Document text:
start

I’ve dabbled in TV and films. I’ve done a couple of films and a handful of TV shows, like soaps. In August, however, I shot my first pilot in NY but it is always a gamble. You don’t know if it’s going to get picked up or not. The experience was incredible. If it does get picked up, it would be life changing because I do have a large recurring role in it. So I have my fingers crossed. It’s called “For Real,” the premise involves a reality star whose show gets cancelled. He’s looking for work and he is thinking he is going to continue to live this celebrity lifestyle but no one wants to hire him. The only offer he gets is to star in a Broadway musical. My character plays an actor who is starring in the musical but they want to replace me with this reality star. So that sort of establishes this of rivalry and conflict between the two of them. But it is more about the ridiculousness of celebrity and pop culture. I had a lot of late nights. We blocked off 43rd Street. We had a lot of outdoor sequences that I was in. I know they have a couple of offers out for it from a couple of networks so I know something is going to come from it. I am also up for another television show that films in the spring which would take me out of the country for 5 months.
What accounts for your success thus far?
I moved to NY in 2005, hoping I would get one Broadway show. I just wanted to be on Broadway and I thought I could say I set out to do what I wanted to do with my life. So that happened my second week in New York which was so not typical. I still can’t believe it but I was as prepared as I could be and I was in the right situation. You know, the opportunity came and I was ready to take it. Eventually I did six Broadway shows but I finally got to the point when I was doing “La Cage,” when I said, ‘I can’t understudy anymore.’ I loved dancing so much and it was so fulfilling for such a long time but I felt I was utilizing only a fraction of what I had to offer in my skill set. “Priscilla” came when I was ready for that to happen in my life. If I would have started and originated a role right out of college, I don’t think I would have been able to handle the pressure or the magnitude of what that is. There is so much that goes into that. You are responsible for the success of a multi-million dollar production and you feel that. It’s one thing being a replacement but originating something and knowing that all these people are depending on you to make something successful. It’s a lot to deal with so I think it came at the right time for me and so once I did that I got to originate a role and star in a new show and that was the ideal. Each time I did something I said ‘I am going to set my sights on something new.’ TV and film is a little more lucrative, financially, but I just kind of want to explore new genre.
How do you keep yourself grounded?
I have an incredible family who has been supportive of me the entire process of the journey to get here.
Do you have a partner?
I do. His name is Kyle. We met during “Priscilla” so we have been together for 3 years now. He’s on the road with “Wicked.” He’s been away for a year. It’s tough doing long distance but we travel to see each other every 3 to 4 weeks. That’s why I am going to Minneapolis from here to spend a week with him after the show. We moved into a Brownstone in Harlem last August. He did “Chorus Line” at Paper Mill and as soon as I closed he got “Wicked” and left so we only spend a month together so I just said to myself ‘what can I do to keep myself occupied with.’
What can I tell my readers about what they can expect from
"On Broadway with Kander & Ebb?"
I think what they are going to see is the best of what Kander & Ebb have accomplished with some absolutely fabulous talent and they are going to get everything they like ---singing, dancing, emoting and Beth Leavel.

end

Objective:
Answer these from the interview:
(a) What is the pilot shot in New York in August called?
(b) What year did the speaker move to New York?
(c) What show is Kyle touring with?

Supplied entries:
start

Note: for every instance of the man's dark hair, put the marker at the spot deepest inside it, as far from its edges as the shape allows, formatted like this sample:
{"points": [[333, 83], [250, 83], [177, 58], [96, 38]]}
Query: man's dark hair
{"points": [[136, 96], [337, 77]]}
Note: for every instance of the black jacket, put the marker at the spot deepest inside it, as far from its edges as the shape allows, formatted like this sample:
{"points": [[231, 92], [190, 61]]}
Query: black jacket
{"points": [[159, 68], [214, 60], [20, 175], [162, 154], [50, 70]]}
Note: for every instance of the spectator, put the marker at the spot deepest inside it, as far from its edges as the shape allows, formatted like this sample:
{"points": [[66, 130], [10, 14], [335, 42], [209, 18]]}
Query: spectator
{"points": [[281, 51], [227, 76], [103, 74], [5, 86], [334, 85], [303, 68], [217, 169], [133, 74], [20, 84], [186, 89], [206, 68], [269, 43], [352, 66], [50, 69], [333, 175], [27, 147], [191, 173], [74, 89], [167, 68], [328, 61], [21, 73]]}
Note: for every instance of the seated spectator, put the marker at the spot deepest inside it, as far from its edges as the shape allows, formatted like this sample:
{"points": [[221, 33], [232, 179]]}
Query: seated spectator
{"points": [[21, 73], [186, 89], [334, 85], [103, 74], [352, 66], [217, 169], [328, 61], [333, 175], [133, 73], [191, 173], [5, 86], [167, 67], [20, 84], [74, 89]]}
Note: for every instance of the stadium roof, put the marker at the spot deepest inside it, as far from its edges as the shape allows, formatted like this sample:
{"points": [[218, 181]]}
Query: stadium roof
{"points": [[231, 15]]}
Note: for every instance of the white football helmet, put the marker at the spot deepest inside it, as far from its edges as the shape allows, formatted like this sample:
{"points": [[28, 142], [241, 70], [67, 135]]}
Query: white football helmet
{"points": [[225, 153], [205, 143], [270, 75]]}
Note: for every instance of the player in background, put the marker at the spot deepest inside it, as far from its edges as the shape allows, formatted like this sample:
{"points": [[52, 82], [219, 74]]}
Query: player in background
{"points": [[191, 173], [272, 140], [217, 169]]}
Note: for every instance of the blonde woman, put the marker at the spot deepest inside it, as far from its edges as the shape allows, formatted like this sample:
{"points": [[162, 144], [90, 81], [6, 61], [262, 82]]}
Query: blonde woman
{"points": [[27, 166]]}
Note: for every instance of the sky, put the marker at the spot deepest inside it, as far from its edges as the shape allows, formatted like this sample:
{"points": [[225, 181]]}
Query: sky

end

The solution:
(a) "For Real"
(b) 2005
(c) "Wicked"